> [Set task] Substitute "marker" for "pin" in the data below, starting at the line that has "Where can the black" and ending after the line that has "Target: small planted tree". Change nothing else in those lines.

-- Start Information given --

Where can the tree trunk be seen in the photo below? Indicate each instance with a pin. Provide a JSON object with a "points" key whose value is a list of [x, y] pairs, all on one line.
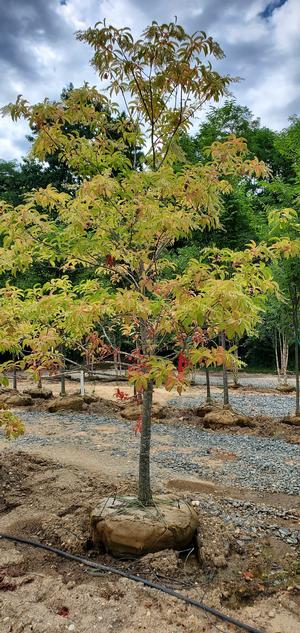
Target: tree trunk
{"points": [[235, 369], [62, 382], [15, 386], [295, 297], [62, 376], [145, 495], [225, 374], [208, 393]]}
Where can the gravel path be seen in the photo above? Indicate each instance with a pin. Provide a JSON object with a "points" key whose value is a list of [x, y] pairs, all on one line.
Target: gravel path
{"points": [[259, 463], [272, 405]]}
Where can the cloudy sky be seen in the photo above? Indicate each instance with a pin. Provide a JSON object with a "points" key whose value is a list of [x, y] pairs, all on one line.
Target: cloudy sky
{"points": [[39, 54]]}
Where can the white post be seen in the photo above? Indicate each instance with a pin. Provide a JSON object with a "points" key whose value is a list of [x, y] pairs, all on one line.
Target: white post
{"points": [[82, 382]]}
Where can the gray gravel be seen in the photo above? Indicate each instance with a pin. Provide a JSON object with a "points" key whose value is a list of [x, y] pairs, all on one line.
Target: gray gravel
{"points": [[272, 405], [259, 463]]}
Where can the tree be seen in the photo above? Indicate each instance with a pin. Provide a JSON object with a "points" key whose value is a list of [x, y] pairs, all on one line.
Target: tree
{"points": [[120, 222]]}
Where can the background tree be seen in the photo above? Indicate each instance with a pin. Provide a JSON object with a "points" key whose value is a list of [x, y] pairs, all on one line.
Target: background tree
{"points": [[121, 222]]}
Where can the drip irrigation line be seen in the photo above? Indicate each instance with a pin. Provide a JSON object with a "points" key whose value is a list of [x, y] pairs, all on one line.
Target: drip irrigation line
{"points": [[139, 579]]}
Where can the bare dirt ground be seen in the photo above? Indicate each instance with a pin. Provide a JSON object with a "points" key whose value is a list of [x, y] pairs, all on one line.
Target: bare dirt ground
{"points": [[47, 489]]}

-- End Information given --
-- Start Information given --

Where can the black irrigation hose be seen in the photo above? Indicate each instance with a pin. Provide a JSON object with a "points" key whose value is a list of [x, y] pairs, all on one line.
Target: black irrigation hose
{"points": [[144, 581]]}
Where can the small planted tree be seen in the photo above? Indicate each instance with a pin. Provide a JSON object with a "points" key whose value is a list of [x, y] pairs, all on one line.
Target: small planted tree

-- End Information given --

> [Solution to the exercise]
Where can the black irrigation hose be seen in the photo above? Indicate each instance with a marker. Provide a JSON object with a "points" key whose value is a list of [x, y] pairs, all on one line.
Target: black irrigation hose
{"points": [[144, 581]]}
Where can the small planted tree be seen in the photo above? Indicate each instance with a marker. Provide a JSON object with a "points" key whose value is a list of [x, y] pairs, all on one line.
Target: small planted tree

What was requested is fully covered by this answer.